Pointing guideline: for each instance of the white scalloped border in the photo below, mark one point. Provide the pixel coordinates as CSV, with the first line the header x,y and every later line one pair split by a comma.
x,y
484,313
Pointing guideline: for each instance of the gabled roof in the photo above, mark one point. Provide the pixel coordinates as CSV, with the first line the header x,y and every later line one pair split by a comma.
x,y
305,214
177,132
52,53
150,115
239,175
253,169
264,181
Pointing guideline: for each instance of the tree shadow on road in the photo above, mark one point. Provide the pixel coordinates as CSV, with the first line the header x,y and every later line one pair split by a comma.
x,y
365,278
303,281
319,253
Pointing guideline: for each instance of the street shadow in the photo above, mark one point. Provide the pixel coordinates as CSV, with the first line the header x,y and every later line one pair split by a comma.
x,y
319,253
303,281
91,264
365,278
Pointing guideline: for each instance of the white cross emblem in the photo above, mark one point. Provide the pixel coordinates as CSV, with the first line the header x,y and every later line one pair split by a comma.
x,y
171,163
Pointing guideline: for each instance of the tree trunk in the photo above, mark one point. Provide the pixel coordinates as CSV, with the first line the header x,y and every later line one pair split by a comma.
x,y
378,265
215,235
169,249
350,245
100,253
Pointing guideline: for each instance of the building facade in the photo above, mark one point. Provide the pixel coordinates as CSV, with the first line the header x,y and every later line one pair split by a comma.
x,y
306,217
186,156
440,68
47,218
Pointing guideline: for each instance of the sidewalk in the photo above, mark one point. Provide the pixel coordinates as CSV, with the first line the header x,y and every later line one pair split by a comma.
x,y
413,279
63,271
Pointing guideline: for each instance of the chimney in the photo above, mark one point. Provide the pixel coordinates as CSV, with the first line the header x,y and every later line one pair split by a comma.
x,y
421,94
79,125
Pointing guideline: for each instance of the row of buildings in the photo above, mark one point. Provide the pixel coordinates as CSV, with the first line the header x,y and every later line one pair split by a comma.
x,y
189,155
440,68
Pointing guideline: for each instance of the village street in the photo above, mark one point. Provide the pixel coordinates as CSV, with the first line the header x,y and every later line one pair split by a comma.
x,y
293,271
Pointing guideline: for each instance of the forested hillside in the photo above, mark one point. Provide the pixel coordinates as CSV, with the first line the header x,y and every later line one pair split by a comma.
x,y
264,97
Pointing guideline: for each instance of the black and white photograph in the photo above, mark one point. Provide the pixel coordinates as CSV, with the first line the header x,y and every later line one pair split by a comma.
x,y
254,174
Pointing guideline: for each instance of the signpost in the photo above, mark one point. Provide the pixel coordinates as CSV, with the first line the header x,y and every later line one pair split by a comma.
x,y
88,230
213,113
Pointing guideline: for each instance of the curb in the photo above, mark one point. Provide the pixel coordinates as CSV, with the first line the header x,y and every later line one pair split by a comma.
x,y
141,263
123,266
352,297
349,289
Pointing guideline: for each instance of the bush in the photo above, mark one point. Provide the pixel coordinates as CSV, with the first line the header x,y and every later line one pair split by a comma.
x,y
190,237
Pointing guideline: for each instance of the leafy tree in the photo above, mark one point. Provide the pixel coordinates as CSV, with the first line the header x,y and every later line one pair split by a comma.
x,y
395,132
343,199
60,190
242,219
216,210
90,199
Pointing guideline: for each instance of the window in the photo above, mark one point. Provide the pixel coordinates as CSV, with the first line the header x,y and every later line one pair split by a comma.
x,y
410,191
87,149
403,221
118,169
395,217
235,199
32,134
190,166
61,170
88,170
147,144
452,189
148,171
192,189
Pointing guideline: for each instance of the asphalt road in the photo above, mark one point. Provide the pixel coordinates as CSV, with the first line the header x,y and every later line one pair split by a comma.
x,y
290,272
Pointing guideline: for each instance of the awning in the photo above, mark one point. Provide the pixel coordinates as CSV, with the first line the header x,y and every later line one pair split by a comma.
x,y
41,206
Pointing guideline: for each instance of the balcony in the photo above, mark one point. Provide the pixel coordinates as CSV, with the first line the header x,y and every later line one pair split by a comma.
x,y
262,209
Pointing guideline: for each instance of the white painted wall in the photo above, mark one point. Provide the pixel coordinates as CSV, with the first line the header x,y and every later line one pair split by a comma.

● ● ● ● ●

Stated task: Retype the whole listing, matching it exactly.

Complete answer:
Pointing guideline: for each instance of the white scalloped border in the photo below, mark one point. Provide the pixel coordinates as CSV, with the first line the header x,y and every later line one pair split by a comma.
x,y
484,313
Pointing guideline: for each instance of the gabled roof in the photo above, mark one point. Provide the pixel coordinates as CSV, with the first line the header x,y and every later line one pair split by a comma.
x,y
305,214
177,132
52,53
150,115
239,175
253,169
264,181
Pointing guideline: for each instance of the tree shadow on road in the photo above, mark one point. Provide the pixel coordinates as CSV, with the first line the header x,y and every later line one pair split by a comma.
x,y
365,278
303,281
319,253
Pointing guideline: for each instance of the street shadow in the photo above, mark one point. Provide the pixel coordinates as CSV, with the first line the header x,y and every later line one pair split by a comma.
x,y
319,253
303,281
91,264
365,278
Pointing guideline: for each instance of the white cross emblem in the photo above, mark one point. Provide the pixel coordinates as CSV, with the first line the header x,y and every later line one pair split by a comma.
x,y
171,163
Pointing guideline: for each instance of the tree trunk in the photo above, mark one point. Provide the pixel coordinates as CSV, with the first line the header x,y and every later line one pair split by a comma.
x,y
378,265
215,235
169,249
350,245
100,253
Pointing guideline: for each instance of the building facade in the photo above, mark one point. Provide the pixel coordinates as CSV, with the first line the header x,y and every later line one pair split by a comma.
x,y
306,217
186,156
440,68
47,218
Pointing guideline: for each instance of the sidewalk in the photo above, mark one point. Provide the pixel coordinates as CSV, with the first line the header x,y and every later line one pair split by a comma.
x,y
413,279
63,271
Pointing guideline: for each instance of the chimney in the photo above, mark one point. Provide the pixel coordinates as CSV, with the first line the header x,y and every later line one pair split by a comma.
x,y
421,94
79,125
Pointing guideline: for each instance of the row of buildings in the photo above, mark one point. Provide the pixel coordinates as CSV, with the first line the header x,y and every later line one pair split by a comma.
x,y
189,155
440,68
Pointing guideline: for each instance of the village street in the photo above, mark one point. Provide the pixel coordinates as CSV, with the first line the header x,y and every later line one pair split by a comma.
x,y
293,271
Pointing guideline: for each instance of the forested hillside in the photo above, mark one point. Provide the pixel coordinates as CSV, with the first line the header x,y and every later line one pair split by a comma.
x,y
264,97
Pointing guideline: for each instance of the black and white photograph in the photo above, mark one point. Provide the pixel coordinates as CSV, with the first line the header x,y and every later line one pair split by a comma.
x,y
254,174
Pointing guideline: for each instance of the signpost in the photo above, mark one point. Provide the pixel coordinates as CSV, with the first line the header x,y and every later line one pair split by a comma.
x,y
88,230
213,113
Pointing guideline: for each instance of the curb in the photo above, mark one point. Provide the pixel coordinates as CSV, with the first line the header x,y and every later line one pair split by a comma.
x,y
141,263
123,266
352,297
349,289
Pointing guideline: for each instance of the bush in the photo above, mark one point. Provide the pixel coordinates as CSV, with the first line the header x,y and every later line one pair split by a comma.
x,y
190,237
Pointing guideline: for each instance of the leafy tree in the photo above, mark one point. Provide the pixel coordinates as CSV, with the first line the header x,y and every later line one pair split by a comma.
x,y
395,132
343,199
60,190
242,219
216,210
90,199
Pointing guideline: for each instance of the window in the photo above, mark one point. Provide the pixel coordinates as CSV, with the first line the header x,y and every later line one pair split by a comma.
x,y
410,191
87,149
403,221
118,169
395,217
235,199
32,134
190,166
61,170
88,170
147,144
452,189
148,171
192,189
Pointing guideline: for each instance of the asphalt road in the photo above, mark one point. Provide the pixel coordinates as CSV, with the first line the header x,y and every later line one pair split by a comma.
x,y
290,272
Pointing guideline: for each instance of the awning in the photo above, mark one point. Provide the pixel coordinates as CSV, with the first line the header x,y and every later line one pair split by a comma.
x,y
41,206
Pointing guideline: for each instance of the balcony in the photo above, mark one point. Provide the pixel coordinates as CSV, with the first line the header x,y and every later line one pair split by a comma.
x,y
262,209
Pointing guideline: for each instance of the white painted wall in the photo above, mark one point. Provide the pixel coordinates as CSV, with the first line the header x,y and every later line one pair split by a comma.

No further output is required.